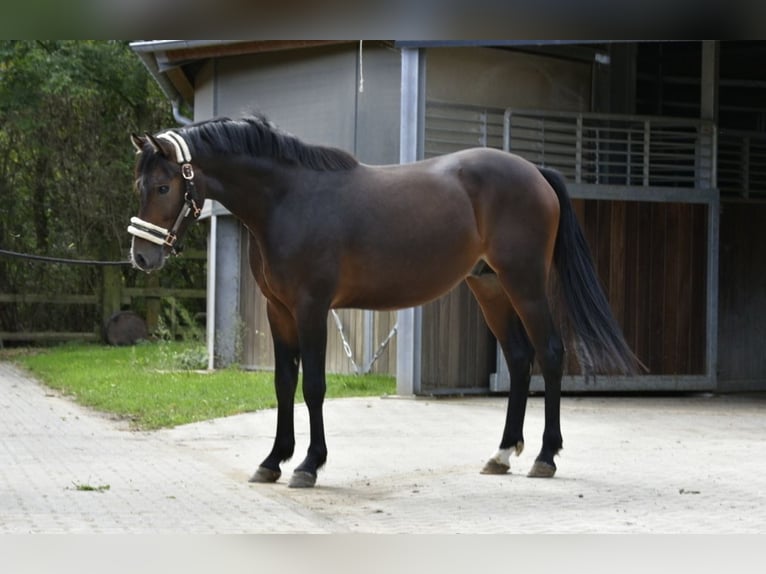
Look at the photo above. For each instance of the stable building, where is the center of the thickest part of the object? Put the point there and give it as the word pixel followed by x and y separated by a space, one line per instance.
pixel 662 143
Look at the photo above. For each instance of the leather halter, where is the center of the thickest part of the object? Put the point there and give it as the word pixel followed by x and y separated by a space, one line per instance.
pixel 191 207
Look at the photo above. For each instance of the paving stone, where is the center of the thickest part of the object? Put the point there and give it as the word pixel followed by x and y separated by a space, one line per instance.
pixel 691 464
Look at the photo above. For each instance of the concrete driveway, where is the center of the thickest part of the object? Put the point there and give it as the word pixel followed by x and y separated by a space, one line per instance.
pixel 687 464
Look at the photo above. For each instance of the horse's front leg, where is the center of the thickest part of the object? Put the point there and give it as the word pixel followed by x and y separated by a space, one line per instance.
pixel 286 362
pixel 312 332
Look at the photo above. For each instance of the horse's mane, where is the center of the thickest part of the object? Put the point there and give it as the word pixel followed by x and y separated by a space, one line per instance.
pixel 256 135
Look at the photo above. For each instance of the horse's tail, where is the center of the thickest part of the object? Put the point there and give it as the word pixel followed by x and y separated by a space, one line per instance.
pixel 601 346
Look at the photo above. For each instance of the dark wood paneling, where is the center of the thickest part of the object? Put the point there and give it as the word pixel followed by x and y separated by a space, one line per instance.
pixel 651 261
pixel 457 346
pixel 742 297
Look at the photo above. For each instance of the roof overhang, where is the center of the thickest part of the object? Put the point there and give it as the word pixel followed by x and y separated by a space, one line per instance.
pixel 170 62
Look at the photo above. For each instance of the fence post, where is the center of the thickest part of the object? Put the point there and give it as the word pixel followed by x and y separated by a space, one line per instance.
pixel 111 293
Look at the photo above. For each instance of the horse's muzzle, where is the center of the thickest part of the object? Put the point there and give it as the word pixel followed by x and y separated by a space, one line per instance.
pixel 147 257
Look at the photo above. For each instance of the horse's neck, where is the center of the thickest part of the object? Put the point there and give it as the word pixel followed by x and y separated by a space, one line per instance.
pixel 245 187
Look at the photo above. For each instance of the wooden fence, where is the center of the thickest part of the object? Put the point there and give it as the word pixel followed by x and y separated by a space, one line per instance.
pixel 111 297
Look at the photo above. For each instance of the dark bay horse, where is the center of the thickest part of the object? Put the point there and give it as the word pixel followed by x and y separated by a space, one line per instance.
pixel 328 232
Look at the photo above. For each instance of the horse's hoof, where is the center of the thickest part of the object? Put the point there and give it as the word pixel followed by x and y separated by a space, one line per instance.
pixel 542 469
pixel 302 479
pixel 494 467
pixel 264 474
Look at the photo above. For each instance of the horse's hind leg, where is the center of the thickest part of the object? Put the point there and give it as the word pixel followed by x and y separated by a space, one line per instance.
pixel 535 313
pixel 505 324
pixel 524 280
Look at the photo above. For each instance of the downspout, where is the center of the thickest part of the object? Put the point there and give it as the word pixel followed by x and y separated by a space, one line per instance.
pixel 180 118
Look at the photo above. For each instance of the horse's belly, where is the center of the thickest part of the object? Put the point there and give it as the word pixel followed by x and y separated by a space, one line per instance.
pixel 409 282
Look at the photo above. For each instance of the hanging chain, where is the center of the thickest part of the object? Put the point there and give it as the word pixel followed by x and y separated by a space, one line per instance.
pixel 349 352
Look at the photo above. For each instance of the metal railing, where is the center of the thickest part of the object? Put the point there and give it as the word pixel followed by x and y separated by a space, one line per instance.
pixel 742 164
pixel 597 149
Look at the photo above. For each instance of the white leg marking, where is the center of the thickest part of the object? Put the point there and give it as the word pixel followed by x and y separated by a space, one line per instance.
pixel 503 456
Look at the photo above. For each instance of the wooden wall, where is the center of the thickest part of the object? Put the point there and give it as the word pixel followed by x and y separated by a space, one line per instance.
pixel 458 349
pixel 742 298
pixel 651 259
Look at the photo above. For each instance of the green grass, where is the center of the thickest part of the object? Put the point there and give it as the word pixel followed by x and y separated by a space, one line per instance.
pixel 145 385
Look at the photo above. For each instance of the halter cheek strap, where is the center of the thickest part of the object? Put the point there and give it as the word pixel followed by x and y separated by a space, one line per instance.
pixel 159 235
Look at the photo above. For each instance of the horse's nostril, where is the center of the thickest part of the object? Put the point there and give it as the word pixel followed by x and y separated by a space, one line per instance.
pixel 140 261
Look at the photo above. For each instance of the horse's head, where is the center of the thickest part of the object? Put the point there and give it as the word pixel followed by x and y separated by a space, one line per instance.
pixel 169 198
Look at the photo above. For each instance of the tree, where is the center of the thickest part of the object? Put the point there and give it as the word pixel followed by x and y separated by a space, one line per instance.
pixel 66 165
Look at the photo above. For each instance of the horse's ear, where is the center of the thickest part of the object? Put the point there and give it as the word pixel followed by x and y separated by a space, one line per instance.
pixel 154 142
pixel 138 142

_TASK TO COMPLETE_
Copy every one of the records above word for word, but leave out the pictures.

_TASK ANSWER_
Look at the photo above. For each instance of the stable building, where is the center of the thickest part of the object? Put the point there and give it as the word pixel followed by x and y separated by a space, one line per instance.
pixel 662 143
Look at the photo above. For each instance of the leather halter, where is the center of the thickest part of the object? Put the point there and give it as the word pixel followed by x and y separated by a space, one line per instance.
pixel 191 207
Look at the photo above. For each instance of the paving stone, where is the center of the thickest part of the object? Put the point there and give it as the word pixel followed by x and y separated by a space, one line per instance.
pixel 691 464
Look at the photo above. For each instance of the concrete driveway, where is the center of the thickest part of the object? Put the point there and give it as the word pixel followed by x and y separated by a space, one line per instance.
pixel 687 464
Look at the photo above. For each instance of the horse's front leg, where is the center of the thickest part of the object? Put the point there and give it as the word pixel followed by x and y separated by a space, one line per instance.
pixel 286 362
pixel 312 332
Look at the photo above. For each instance of the horse's mane, where is the center of the thickest part of the object? Put the point there and give it as the word pixel followed by x and y separated by a space, one line per instance.
pixel 256 135
Look at the photo above. For each instance of the horse's tail, where is the center of the thickest part of the object? Put the point there and give it as the word pixel followed by x and y separated by a space, one line per instance.
pixel 601 346
Look at the photo above. For each instance of the dark wood paneling, where is the center of the thickest part of the object? Put the point there and give it as the word pixel followed by x and y separated by a space, one line per instance.
pixel 651 261
pixel 457 346
pixel 742 297
Look at the photo above. For each instance of the roof overhang, where is the center of the thickest part of the object? Put the point there and give it as the word pixel followed by x and y separated by a space, one line per instance.
pixel 170 62
Look at the photo above. For each instance of the fence post, where is the center of the thickest part of the object? Put the point there and give it as the word pixel followed by x and y separated by a space, one line per instance.
pixel 111 293
Look at the photo above. For each instance of the horse's muzzle, where is the center of the thickest part of the object? Put the point there and give it as the word pixel followed by x and y separated by a space, one line per instance.
pixel 147 257
Look at the photo above. For each instance of the horse's neck, where is the center of the thickest part of the object? Put the point there and give it as the word pixel followed by x and y separated by a space, one line per instance.
pixel 245 187
Look at the photo above. For each instance of the wooden fence, where is the center of the thickest part of the object? Put the point there and give it as the word pixel followed by x and y separated by a space, one line per instance.
pixel 111 297
Look at the photo above. For each instance of the dark bay horse, where is the center of the thickest part of the object? Put the point there and give it as the word pixel followed by x and y separated by a space, one line per instance.
pixel 328 232
Look at the photo above. For each instance of the horse's hoof, where is the center of the thickest part of the object? Put the point there and give it as the word pixel followed by x and y separated by a space, one line per instance.
pixel 542 469
pixel 302 479
pixel 494 467
pixel 264 474
Look at the photo above. For each instance of the horse's hind leg, where is the center of the thickest part of the object? Put the point there and give it as the word pixel followed by x and y separated by a space, one line per instance.
pixel 535 313
pixel 505 324
pixel 524 280
Look at the photo above. For each instance of the downspout, where is the center of the thickest part of the object? Put the point there and give it as the word pixel followed by x and y separated by a space, one line per instance.
pixel 180 118
Look at the photo above. For each instance of the horse's belly, where is the center of the thickest part of the object? Put the point there and give it as the word pixel followed by x and y separated by a space, one line per instance.
pixel 409 282
Look at the photo above. For each instance of the hanging chain, where is the center of the thickest part of the object? Put the point there and give it as the word pixel followed by x and y separated by a space, one line per instance.
pixel 349 352
Look at the photo above. For each instance of the metal railing, where is the center of the thickest part of the object? Put the point there and give it as the word pixel followed by x and y separated by a space, one line per instance.
pixel 742 164
pixel 597 149
Look at the photo above. For each instance of the white leg marking, where is the center of the thickest part of the object? Put the point there and give it as the word pixel followed by x and y separated by a space, one line per instance.
pixel 503 456
Look at the photo above. For each instance of the wooden wall, where is the center of the thickest part of the object? Put the point there and give it as the word pixel followed by x and y separated by a space, one line per instance.
pixel 458 349
pixel 742 298
pixel 651 259
Look at the photo above. For each instance of the green grass, where is the center of the thickest part of the object? Put the point there and give it as the word pixel followed by x and y separated by a space, one line per instance.
pixel 145 385
Look at the photo above. For each instance of the halter cheek strap, where is the center of the thickest part of the object? Put the point there and give it as the word pixel followed by x and y separated by a space, one line per instance.
pixel 159 235
Look at the photo above. For each instance of the horse's nostril, where is the center of the thickest part of the object? Put the point there and give it as the word pixel followed by x and y separated by a space, one line per instance.
pixel 140 261
Look at the photo above. For each instance of the horse's head, where is the center of the thickest part of the object? Put the point there and give it as the word pixel followed by x and y separated by a space, one line per instance.
pixel 169 198
Look at the photo above. For each instance of the tree, where is the center of the thickest part of the object? Put the point there and give it as the word pixel followed by x and y separated by a space, one line per instance.
pixel 66 165
Look at the photo above. For each instance of the horse's ear, where is the center of the thickest part of the object? Put the point there and give it as the word pixel followed by x and y separated by a space, one line per instance.
pixel 154 142
pixel 138 142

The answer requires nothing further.